(Stored entries)
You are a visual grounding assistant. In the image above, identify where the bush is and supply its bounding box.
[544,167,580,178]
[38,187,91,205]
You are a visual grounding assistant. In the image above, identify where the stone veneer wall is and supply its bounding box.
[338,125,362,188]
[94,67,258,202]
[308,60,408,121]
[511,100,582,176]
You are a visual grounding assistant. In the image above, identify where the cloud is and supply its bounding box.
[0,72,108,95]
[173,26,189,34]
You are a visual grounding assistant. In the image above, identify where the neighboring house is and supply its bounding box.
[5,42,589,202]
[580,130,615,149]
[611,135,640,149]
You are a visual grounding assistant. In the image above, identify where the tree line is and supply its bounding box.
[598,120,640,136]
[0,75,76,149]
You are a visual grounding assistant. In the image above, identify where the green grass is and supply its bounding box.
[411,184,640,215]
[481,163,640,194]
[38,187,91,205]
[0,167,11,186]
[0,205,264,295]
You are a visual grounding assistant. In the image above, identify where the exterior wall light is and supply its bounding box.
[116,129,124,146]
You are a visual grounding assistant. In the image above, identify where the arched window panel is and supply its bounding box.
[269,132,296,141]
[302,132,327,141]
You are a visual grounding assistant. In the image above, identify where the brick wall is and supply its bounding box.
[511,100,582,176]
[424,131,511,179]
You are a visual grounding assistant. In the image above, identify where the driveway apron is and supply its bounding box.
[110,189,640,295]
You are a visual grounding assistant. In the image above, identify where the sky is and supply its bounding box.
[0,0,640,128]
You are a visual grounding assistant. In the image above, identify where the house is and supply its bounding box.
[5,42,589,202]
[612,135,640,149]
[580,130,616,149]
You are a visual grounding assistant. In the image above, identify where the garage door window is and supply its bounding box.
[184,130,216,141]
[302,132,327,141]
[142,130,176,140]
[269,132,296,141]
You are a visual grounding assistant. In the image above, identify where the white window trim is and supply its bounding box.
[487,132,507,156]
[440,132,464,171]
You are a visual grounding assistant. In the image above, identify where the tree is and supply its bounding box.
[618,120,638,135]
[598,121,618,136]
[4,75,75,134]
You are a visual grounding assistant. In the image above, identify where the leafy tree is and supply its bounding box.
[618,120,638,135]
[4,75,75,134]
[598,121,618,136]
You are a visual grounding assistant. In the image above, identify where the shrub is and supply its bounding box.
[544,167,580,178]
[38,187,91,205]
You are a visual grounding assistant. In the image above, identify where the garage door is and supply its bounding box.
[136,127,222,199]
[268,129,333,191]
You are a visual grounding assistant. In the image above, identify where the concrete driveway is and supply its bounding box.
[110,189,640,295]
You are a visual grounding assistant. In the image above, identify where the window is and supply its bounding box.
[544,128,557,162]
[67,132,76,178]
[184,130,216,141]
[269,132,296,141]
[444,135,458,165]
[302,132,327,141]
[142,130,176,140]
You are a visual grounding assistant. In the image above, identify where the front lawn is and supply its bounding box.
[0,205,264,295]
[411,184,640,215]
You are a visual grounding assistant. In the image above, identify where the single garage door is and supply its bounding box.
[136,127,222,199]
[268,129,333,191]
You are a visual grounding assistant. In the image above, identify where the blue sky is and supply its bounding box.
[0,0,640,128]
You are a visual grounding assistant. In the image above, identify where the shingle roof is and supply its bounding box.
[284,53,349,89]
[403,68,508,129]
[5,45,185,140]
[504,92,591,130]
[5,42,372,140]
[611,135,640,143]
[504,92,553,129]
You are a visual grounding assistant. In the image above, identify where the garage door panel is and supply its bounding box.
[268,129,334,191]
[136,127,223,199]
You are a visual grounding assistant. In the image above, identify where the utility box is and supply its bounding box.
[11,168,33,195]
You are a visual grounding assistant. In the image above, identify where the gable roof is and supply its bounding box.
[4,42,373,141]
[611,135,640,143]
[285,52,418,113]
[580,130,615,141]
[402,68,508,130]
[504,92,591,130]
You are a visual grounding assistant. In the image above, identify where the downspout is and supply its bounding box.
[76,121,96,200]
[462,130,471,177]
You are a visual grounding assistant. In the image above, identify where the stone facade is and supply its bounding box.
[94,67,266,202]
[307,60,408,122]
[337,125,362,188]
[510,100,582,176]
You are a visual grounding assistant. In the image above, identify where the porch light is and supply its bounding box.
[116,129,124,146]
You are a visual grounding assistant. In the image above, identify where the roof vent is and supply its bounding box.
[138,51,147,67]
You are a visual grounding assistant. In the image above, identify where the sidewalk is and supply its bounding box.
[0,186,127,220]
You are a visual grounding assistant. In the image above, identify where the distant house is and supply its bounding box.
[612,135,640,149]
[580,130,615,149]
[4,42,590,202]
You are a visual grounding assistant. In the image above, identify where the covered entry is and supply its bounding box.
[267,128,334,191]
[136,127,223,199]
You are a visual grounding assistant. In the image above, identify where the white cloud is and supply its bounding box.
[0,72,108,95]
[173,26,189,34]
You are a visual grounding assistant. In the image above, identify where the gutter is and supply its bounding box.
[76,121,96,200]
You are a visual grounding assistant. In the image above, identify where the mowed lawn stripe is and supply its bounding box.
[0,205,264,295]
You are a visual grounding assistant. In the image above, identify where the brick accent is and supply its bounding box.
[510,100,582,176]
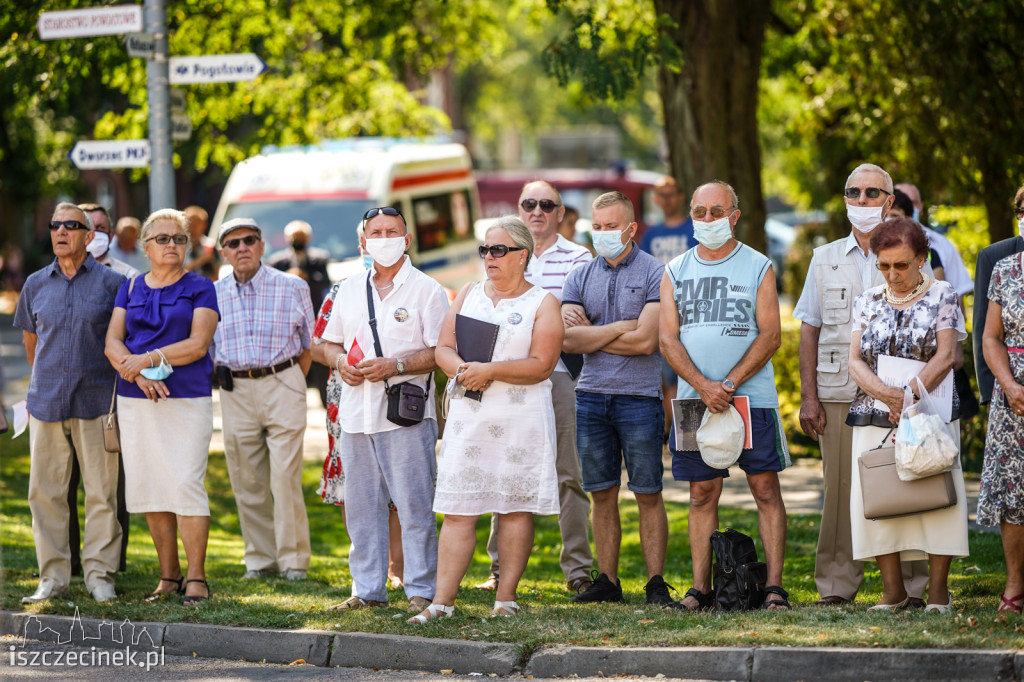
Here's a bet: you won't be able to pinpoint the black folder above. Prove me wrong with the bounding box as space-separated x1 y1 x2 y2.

WHAT IS EXPECTED » Reproduce every one of the records above with each occurrence of "supply" swapped for "provide" and all other text left unchanged. Leave the pictures out.

ANSWER »
You are a visual grounding assistant. In the image above, identify where the bush is and provide its bounding box.
[544,167,580,178]
[38,187,91,205]
You are a visual grounding assistant. In the image above, identify where the stone veneer wall is and provide its bounding box.
[338,125,362,188]
[94,67,258,202]
[308,60,408,121]
[511,100,582,176]
You are a visual grounding assistant. In the image above, identify where the cloud is and provide its bounding box.
[0,72,108,95]
[173,26,189,34]
You are a visual grounding assistant. In the image above, identify where the neighboring house is and provide its bounding box.
[5,42,589,202]
[580,130,615,149]
[611,135,640,149]
You are a visual grounding assistant. In the image above, identify where the tree line is and provide its bounding box.
[598,120,640,136]
[0,75,76,149]
You are a visual grounding assistant. In the image above, identify where the green grass is and provide its bounding box.
[411,184,640,215]
[481,163,640,194]
[38,187,91,205]
[0,167,11,186]
[0,205,264,295]
You are a visual grounding assistant. In the image above, identify where the exterior wall light is and provide its bounding box.
[116,129,124,146]
You are a visual grounding assistant. In the image above, identify where the arched window panel is and provide its bounding box.
[269,132,296,141]
[302,132,327,141]
You are a visual grounding assistant. In the image above, identify where the brick wall is and provide its bounding box.
[511,100,582,176]
[424,131,511,179]
You are a visual grounding assistant. In the image above, identify where the driveway apron is and provide its bounding box.
[110,189,640,295]
You are a visual grounding assistant. In the image above, identify where the sky is and provide its bounding box.
[0,0,640,128]
You are a visual grounding assistant. In the image above, identify where the house is and provide its bounding box.
[5,42,589,202]
[612,135,640,149]
[580,130,616,149]
You are a visual grounding assistant. In the image above, identify where the garage door window is and provide its bounding box.
[184,130,216,141]
[302,132,327,141]
[142,130,176,140]
[269,132,296,141]
You are a visual grounding assistant. In the image above, identify where the white window trim is and provide its bounding box.
[487,132,507,156]
[440,132,464,171]
You are a visual grounding assistant. In the image above, identify where the tree is and provide its bounding box.
[618,120,638,135]
[598,121,618,136]
[4,75,75,134]
You are a visual grounding assistant. In the image above, identify where the leafy tree is and provide its bounding box.
[618,120,638,135]
[4,75,75,134]
[598,121,618,136]
You are a visual grounding assistant. In the image above, identify where the shrub is and provide its bounding box.
[544,167,580,178]
[38,187,91,205]
You are a visual grounding assistant. In the image above, identify where the garage door is and provide its bounding box.
[136,127,222,199]
[268,129,333,191]
You are a visual grounding assistant. In the image above, identify where the concrete driveway is and provide its bounding box.
[110,189,640,295]
You are a visual grounding assistant. In the image above, identify where the window is and provide its bounding box.
[544,128,557,162]
[67,132,76,178]
[184,130,216,141]
[269,132,296,141]
[444,135,458,165]
[302,132,327,141]
[142,130,176,140]
You are a visual grounding assistant. In the image above, identify where the front lawn is and provide its bounding box.
[0,205,264,295]
[411,184,640,215]
You are a visual grounding assistant. In the image above, identify where the single garage door is and provide its bounding box.
[136,127,222,199]
[268,129,333,191]
You are a visual grounding assistant. In the image above, identify where the blue sky is and provide its bounding box.
[0,0,640,128]
You are a visual grounding assistant. In the image above, identify where the shingle roof is and provide its bounding box.
[284,53,349,89]
[403,68,508,129]
[5,45,185,140]
[504,92,591,130]
[5,42,372,140]
[611,135,640,143]
[504,92,553,129]
You are a visual grounding assistant. In the image above, identify where the garage door panel is and provide its bounding box.
[268,129,334,191]
[136,127,223,199]
You are a visual grounding assistant. In the image above, identify where the utility box is and provide its bounding box.
[11,168,33,195]
You are a visual grounding assistant. In the image above, identify where the gable roof is and provide its bounding box.
[4,42,373,141]
[611,135,640,143]
[285,52,418,113]
[580,130,615,141]
[402,68,508,130]
[504,92,591,130]
You are a visual grounding assistant. In the image above, identify where the downspout is and provide its bounding box.
[76,121,96,200]
[462,130,471,177]
You are a visual grounding assistant. In the image above, identify where the stone facade is and provide its bounding box.
[94,67,266,202]
[307,60,408,122]
[337,125,362,188]
[510,100,582,176]
You are a visual grounding assistant. In the image above, identify where the porch light is and provide its bounding box.
[116,129,124,146]
You are a visual grounding assistant. In the image above, identify where the roof vent is and provide its bounding box.
[138,51,147,67]
You are a visual grounding assistant. In the image above, identify where the sidewalk is and provide its bounding box.
[0,186,127,220]
You are a visual grounding assistant. In the image above, identify where the distant house is and provide its bounding box.
[612,135,640,149]
[580,130,615,149]
[4,42,590,202]
You are a visual grounding assistant. In the image above, identify where the covered entry is and provide its bounding box.
[267,128,334,191]
[136,127,223,199]
You are a visual grounding assistant. In the image above, identify where the white cloud is and provide its bounding box.
[0,72,108,95]
[173,26,189,34]
You are a visual grounding assistant. In the image above, identify where the gutter is and provide its bounding box.
[76,121,96,200]
You are a visual grounding assistant. In the image above, identify where the mowed lawn stripe is and provide its bounding box.
[0,205,264,295]
You are a visual grounding assistant. In the image above, identify where the brick accent is and provide its bounding box.
[510,100,582,176]
Here's a bet: you won't be able to pinpoint the black folder above. Prove me wrong with the bounding box as space-separated x1 y1 x2 y2.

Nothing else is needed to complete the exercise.